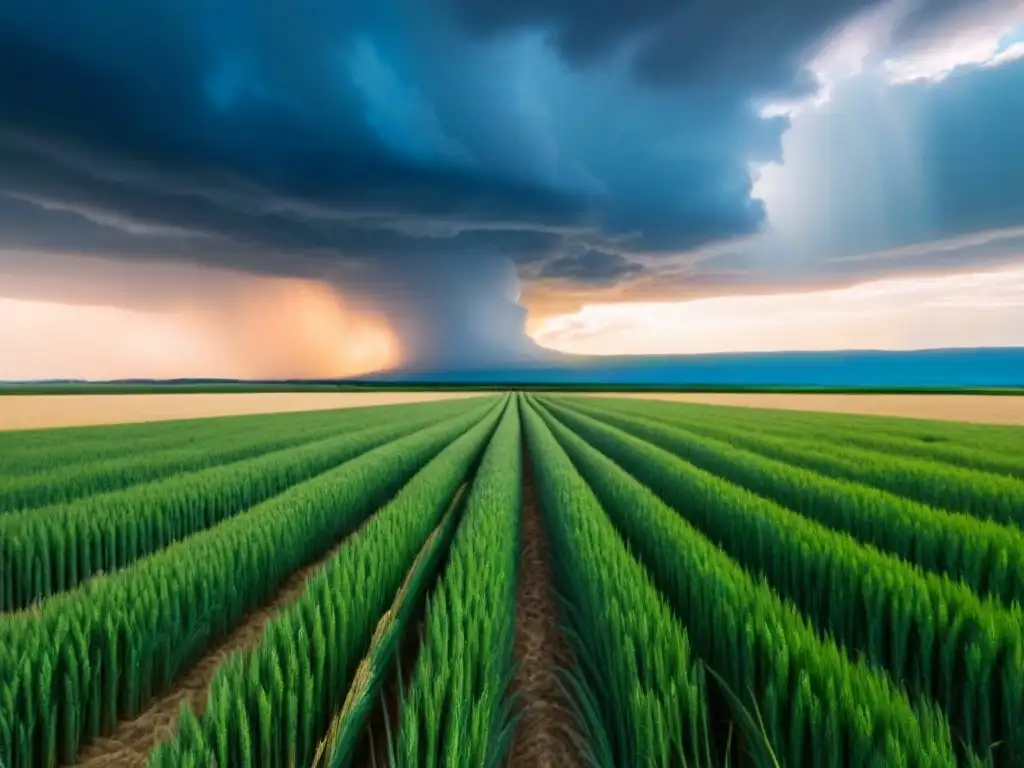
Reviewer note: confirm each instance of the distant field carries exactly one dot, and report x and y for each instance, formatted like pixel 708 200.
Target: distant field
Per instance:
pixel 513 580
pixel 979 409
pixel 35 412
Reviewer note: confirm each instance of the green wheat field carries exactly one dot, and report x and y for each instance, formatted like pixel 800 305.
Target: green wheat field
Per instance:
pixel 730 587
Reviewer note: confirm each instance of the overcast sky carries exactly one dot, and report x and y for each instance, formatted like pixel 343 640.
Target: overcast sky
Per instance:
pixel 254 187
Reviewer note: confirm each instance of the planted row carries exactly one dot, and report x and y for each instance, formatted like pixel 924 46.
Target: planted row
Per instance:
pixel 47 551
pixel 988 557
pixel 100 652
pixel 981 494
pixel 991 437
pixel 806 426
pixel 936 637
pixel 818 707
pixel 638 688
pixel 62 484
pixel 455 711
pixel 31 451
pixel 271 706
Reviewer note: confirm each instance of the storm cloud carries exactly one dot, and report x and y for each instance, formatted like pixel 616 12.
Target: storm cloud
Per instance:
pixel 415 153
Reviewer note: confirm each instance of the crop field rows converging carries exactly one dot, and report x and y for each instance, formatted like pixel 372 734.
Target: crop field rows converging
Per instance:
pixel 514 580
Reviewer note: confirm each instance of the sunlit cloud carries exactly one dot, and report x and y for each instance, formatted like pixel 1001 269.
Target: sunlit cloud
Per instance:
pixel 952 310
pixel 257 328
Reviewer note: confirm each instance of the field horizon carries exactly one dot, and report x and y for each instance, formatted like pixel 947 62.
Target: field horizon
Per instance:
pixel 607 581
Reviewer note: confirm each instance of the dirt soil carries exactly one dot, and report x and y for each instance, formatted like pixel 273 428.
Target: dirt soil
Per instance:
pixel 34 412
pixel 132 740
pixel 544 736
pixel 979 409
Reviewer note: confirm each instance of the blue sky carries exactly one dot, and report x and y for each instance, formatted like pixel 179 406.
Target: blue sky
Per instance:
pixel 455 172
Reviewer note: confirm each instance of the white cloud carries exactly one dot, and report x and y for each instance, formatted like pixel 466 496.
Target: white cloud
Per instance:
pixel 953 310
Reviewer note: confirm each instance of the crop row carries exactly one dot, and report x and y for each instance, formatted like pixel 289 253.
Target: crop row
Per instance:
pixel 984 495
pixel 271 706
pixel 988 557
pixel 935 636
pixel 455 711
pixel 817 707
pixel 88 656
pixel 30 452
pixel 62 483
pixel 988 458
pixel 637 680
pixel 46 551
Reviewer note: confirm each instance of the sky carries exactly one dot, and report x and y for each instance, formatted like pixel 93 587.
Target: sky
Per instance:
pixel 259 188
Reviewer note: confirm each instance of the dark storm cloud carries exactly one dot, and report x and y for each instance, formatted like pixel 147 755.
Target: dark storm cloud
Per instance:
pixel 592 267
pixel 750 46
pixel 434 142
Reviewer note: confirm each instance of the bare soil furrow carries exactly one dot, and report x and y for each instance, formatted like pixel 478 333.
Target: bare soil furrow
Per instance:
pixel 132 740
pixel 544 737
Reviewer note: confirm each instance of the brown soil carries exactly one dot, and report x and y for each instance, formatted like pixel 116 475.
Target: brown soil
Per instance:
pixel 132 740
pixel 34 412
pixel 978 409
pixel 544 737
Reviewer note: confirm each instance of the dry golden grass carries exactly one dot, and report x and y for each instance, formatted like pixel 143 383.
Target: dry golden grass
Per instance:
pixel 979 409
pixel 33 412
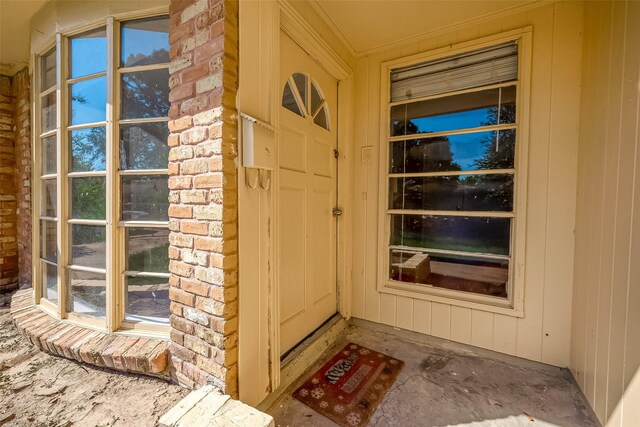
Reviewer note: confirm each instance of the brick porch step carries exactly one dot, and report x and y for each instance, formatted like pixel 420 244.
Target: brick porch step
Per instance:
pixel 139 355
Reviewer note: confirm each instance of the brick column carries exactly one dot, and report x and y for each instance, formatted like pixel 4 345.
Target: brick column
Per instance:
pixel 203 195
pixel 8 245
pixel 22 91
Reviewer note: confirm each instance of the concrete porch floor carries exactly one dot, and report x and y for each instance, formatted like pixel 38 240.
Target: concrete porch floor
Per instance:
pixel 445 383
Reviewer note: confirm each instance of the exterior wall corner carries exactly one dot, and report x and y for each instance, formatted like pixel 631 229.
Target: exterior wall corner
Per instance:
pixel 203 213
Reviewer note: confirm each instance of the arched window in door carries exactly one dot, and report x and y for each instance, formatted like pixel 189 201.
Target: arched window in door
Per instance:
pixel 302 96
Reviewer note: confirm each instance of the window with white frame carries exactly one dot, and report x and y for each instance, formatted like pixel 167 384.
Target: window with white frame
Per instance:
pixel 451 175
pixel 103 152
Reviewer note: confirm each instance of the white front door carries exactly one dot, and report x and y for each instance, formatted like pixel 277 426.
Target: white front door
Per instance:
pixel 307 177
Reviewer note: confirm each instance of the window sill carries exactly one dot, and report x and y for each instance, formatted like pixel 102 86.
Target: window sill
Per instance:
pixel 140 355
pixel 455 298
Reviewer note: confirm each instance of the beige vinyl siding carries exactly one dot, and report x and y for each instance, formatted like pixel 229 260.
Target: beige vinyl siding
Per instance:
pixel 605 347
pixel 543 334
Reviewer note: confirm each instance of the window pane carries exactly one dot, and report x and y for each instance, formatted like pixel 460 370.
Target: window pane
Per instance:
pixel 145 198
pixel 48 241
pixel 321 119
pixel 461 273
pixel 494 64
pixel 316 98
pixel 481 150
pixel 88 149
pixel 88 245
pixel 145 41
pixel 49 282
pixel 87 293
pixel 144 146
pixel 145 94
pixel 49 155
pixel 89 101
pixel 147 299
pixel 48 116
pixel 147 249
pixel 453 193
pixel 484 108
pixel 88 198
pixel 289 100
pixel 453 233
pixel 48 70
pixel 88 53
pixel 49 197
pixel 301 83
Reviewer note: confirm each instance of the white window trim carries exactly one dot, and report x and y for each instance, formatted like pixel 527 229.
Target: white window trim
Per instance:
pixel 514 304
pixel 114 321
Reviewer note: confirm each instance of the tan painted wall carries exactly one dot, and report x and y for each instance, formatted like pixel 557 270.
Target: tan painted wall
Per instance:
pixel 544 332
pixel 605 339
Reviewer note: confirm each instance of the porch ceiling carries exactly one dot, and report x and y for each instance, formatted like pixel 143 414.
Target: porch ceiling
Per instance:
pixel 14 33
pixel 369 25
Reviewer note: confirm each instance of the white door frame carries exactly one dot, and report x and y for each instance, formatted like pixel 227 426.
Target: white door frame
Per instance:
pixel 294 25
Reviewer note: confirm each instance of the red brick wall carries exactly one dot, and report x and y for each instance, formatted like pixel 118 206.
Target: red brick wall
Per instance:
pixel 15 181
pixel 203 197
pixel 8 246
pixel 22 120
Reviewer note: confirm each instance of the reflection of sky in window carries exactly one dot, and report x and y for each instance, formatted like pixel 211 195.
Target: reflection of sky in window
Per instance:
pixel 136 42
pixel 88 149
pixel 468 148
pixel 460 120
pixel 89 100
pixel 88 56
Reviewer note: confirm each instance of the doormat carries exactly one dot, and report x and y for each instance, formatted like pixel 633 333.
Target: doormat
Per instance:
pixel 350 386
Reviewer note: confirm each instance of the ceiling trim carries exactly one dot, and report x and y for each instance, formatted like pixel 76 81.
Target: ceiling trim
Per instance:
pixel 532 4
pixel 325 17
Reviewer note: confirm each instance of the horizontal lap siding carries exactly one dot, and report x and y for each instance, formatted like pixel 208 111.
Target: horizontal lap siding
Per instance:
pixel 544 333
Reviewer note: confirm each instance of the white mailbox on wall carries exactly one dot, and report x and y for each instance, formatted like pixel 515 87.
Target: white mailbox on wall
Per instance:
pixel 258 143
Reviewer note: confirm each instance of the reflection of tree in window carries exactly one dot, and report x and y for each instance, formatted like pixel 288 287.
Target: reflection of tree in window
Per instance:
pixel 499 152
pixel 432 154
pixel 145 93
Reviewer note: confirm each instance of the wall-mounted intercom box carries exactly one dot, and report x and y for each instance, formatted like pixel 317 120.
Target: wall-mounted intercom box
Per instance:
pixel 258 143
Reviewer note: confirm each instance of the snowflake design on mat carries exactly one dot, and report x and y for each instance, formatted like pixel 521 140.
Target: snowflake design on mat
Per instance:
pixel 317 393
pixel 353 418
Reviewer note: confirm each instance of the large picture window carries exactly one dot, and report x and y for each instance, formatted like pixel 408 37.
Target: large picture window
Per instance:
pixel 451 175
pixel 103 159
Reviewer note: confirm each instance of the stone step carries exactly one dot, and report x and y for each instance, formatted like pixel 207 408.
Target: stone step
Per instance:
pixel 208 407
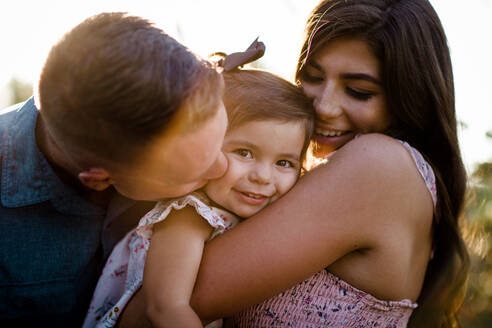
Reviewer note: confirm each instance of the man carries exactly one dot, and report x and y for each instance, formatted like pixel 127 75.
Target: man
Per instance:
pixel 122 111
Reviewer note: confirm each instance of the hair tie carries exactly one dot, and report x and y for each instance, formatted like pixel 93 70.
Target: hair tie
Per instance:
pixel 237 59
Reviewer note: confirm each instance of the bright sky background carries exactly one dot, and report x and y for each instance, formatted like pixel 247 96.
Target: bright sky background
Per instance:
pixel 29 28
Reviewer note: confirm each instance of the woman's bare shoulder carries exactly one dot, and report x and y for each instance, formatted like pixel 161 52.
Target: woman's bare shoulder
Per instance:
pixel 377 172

◇ ◇ ◇ ◇ ◇ ◇ ◇

Could you copy out, word for word, the part of the listing above that opens with the line containing "Reviewer note: confirm each instance of the hair" and closes with the listing's final line, both included?

Reviewer note: confirm each instance of the hair tie carries exactly one dot, and report x and y for each instance, formatted like pixel 93 70.
Target: hair tie
Per instance:
pixel 237 59
Reviewer note: confirm each instance of the bright sky background carries exactly one dot, and report x and y for each instance, formatted like pixel 247 96.
Target: bright sky background
Per instance:
pixel 29 28
Reviewer note: confirm each instance of the woman's bare shoulder carries exactly one dot, and report x and y for each instance, formatted like pixel 161 52.
Target: woman's bare shoulder
Per instance:
pixel 377 172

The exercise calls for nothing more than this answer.